Word for word, copy the records that follow.

Stored entries
======
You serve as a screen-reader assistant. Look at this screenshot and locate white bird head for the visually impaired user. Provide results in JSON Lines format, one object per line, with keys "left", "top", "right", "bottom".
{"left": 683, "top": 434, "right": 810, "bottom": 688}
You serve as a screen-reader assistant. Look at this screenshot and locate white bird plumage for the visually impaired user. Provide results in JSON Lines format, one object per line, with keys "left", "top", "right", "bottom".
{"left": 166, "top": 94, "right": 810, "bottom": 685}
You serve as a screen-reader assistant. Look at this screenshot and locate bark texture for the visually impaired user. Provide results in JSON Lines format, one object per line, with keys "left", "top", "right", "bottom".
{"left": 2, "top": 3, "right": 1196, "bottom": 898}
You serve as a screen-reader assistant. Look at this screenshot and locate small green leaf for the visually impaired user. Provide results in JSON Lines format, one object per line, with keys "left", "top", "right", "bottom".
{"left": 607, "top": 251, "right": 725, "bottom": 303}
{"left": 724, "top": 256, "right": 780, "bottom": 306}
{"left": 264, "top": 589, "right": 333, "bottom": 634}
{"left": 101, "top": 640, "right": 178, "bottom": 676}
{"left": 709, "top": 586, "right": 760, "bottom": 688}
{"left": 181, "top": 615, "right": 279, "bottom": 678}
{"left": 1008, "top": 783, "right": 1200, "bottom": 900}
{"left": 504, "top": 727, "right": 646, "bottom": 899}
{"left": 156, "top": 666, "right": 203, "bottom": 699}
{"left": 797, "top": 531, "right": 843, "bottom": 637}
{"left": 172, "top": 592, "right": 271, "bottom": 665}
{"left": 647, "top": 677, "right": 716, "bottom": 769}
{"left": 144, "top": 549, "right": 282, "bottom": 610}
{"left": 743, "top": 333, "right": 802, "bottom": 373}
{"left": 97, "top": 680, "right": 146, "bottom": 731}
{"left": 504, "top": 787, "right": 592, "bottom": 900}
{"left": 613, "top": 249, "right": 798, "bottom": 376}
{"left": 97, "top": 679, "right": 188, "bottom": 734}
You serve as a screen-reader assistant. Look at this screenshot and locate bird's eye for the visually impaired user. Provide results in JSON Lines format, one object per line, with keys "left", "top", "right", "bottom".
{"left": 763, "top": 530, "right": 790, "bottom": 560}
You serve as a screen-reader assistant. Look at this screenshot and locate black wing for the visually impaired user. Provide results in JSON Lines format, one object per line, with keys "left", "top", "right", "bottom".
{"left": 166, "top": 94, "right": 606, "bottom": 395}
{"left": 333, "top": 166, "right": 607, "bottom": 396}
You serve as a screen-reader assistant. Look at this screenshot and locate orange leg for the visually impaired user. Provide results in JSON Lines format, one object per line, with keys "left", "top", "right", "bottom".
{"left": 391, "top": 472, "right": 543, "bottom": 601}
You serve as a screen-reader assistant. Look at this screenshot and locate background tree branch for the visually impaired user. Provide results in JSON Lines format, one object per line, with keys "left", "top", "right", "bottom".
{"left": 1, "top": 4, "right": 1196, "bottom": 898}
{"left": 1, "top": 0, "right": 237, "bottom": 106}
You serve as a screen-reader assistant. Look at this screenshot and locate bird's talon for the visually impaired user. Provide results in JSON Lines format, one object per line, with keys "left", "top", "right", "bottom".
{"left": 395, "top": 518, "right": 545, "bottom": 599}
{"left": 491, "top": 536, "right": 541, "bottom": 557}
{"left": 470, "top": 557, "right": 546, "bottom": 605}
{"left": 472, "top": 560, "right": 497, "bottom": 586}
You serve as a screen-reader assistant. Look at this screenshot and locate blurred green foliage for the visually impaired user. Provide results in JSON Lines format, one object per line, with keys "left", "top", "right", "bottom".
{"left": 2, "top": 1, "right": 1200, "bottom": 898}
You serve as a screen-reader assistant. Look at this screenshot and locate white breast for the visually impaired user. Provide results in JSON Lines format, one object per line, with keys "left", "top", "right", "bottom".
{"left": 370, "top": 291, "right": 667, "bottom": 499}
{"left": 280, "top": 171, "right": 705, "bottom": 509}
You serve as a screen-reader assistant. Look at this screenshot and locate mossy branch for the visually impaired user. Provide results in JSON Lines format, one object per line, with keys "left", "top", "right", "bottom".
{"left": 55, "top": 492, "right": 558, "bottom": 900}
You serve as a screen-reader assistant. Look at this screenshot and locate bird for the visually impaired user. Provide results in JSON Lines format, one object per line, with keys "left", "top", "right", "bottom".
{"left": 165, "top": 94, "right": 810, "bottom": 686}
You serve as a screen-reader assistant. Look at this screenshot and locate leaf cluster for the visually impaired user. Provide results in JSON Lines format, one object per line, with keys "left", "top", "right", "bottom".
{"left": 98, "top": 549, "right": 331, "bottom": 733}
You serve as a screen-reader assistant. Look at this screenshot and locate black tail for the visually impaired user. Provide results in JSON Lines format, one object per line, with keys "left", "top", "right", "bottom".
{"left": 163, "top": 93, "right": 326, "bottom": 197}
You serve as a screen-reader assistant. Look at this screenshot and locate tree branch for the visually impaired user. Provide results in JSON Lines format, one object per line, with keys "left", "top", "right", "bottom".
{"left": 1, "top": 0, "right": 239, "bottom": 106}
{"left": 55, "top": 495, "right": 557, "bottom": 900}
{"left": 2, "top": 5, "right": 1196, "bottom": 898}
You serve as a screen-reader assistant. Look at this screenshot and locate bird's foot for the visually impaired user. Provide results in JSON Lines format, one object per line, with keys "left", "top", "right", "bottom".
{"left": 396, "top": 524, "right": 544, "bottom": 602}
======
EXERCISE RESULT
You serve as a screen-reader assistant. Look at this screenshot and locate white bird head for the visually impaired user. Provide results in JSON Lines format, one object per line, with keys "left", "top", "right", "bottom".
{"left": 683, "top": 434, "right": 810, "bottom": 688}
You serve as a screen-reader assistant. Look at this screenshot and locate white bird plumage for the visually impaired user. Provide results in JSON Lines format, one object per line, with keys "left", "top", "right", "bottom".
{"left": 166, "top": 94, "right": 810, "bottom": 685}
You serve as a screen-reader assistant. Look at this screenshot and locate bark texture for the visually impaired user. Provide results in JSON Lines format, one object per line, with keys "left", "top", "right", "bottom".
{"left": 2, "top": 3, "right": 1196, "bottom": 898}
You serve as a screen-reader assistant. Look at this screenshot and locate small green leaf for the visually impaired user. Provide results in JSON Lines format, one object per line, with keys "left", "top", "right", "bottom".
{"left": 607, "top": 251, "right": 725, "bottom": 303}
{"left": 724, "top": 256, "right": 780, "bottom": 306}
{"left": 264, "top": 589, "right": 333, "bottom": 634}
{"left": 101, "top": 640, "right": 178, "bottom": 676}
{"left": 709, "top": 586, "right": 760, "bottom": 688}
{"left": 181, "top": 615, "right": 279, "bottom": 678}
{"left": 1008, "top": 783, "right": 1200, "bottom": 900}
{"left": 504, "top": 727, "right": 646, "bottom": 899}
{"left": 156, "top": 666, "right": 203, "bottom": 699}
{"left": 797, "top": 531, "right": 843, "bottom": 637}
{"left": 172, "top": 592, "right": 271, "bottom": 665}
{"left": 647, "top": 677, "right": 716, "bottom": 769}
{"left": 144, "top": 549, "right": 282, "bottom": 610}
{"left": 743, "top": 333, "right": 802, "bottom": 373}
{"left": 97, "top": 680, "right": 146, "bottom": 731}
{"left": 504, "top": 787, "right": 592, "bottom": 900}
{"left": 613, "top": 249, "right": 798, "bottom": 376}
{"left": 97, "top": 679, "right": 188, "bottom": 734}
You serve as a screen-reader assistant. Look at this screenshot and locate bird's eye for the visually impaired user. Provide results in JSON Lines format, one object per line, with keys "left", "top", "right", "bottom".
{"left": 763, "top": 530, "right": 790, "bottom": 560}
You serve as a screen-reader assistant. Look at this screenshot and locate black wing for the visually impaired user. Provide results in JSON Lines format, one object per line, with keys "left", "top", "right", "bottom".
{"left": 166, "top": 94, "right": 606, "bottom": 395}
{"left": 333, "top": 166, "right": 607, "bottom": 396}
You serve as a screen-reader assistant. Look at this screenshot and locate orange leg for the visually impaired user. Provide results in JSON Lines format, one object per line, with keys "left", "top", "right", "bottom".
{"left": 391, "top": 472, "right": 543, "bottom": 601}
You serve as a screen-reader assistant. Look at this screenshot and locate background tree branch for the visually impaired user. Provide results in JSON Lines format, one object per line, with keys "left", "top", "right", "bottom".
{"left": 1, "top": 4, "right": 1196, "bottom": 898}
{"left": 1, "top": 0, "right": 237, "bottom": 106}
You serve as a screen-reader assistant. Look at this screenshot and locate bird's talon for the visually impaired user. Provide results in JSON Lines format, one object per line, with keys "left", "top", "right", "bottom".
{"left": 395, "top": 518, "right": 545, "bottom": 599}
{"left": 491, "top": 536, "right": 541, "bottom": 557}
{"left": 470, "top": 557, "right": 546, "bottom": 605}
{"left": 472, "top": 560, "right": 497, "bottom": 586}
You serve as a screen-reader assistant. Look at this screenshot and locate blurred green foliage for the visually impaired user. Provide results in JSON Lines format, one object per line, with keys "left", "top", "right", "bottom".
{"left": 2, "top": 1, "right": 1200, "bottom": 898}
You serve as a screen-reader assistant. Look at this screenshot and locate white breast for the visually impaired user. Provide results in JSON Lines format, one object per line, with keys "left", "top", "right", "bottom".
{"left": 370, "top": 291, "right": 667, "bottom": 499}
{"left": 280, "top": 171, "right": 705, "bottom": 509}
You serve as a screen-reader assistant. Look at this screenshot and locate mossy branch for the visually impaired user. Provide results in JSON Lines format, one object per line, with keys "left", "top", "right", "bottom".
{"left": 55, "top": 492, "right": 558, "bottom": 900}
You serve as a screen-reader assistant. Look at this screenshot and locate bird for the visually impaired user. Provide results in JSON Lines format, one object per line, with keys "left", "top", "right", "bottom".
{"left": 165, "top": 94, "right": 810, "bottom": 686}
You serve as a screen-reader assistant. Look at this screenshot and locate leaf cluster for the visually impaired user. Provide results in JSON Lines format, one object per line, with keys "left", "top", "right", "bottom".
{"left": 98, "top": 549, "right": 331, "bottom": 733}
You serve as a screen-reader assistant. Look at this screenshot and locate black tail for the visually impaired user. Provide results in JSON Lines format, one object per line, with keys "left", "top", "right", "bottom".
{"left": 163, "top": 93, "right": 326, "bottom": 197}
You serve as a screen-reader assistant. Look at this screenshot and locate tree branch for the visually impaired user. Provide results in JSON Lines format, one object per line, with keys "left", "top", "right", "bottom".
{"left": 1, "top": 0, "right": 239, "bottom": 106}
{"left": 55, "top": 495, "right": 557, "bottom": 900}
{"left": 2, "top": 5, "right": 1196, "bottom": 898}
You serve as a screen-reader assistant. Look at this screenshot and locate bird's foot for the visually impaired user. Provide results in JSON Lines format, one object per line, with keys "left", "top", "right", "bottom".
{"left": 396, "top": 524, "right": 544, "bottom": 602}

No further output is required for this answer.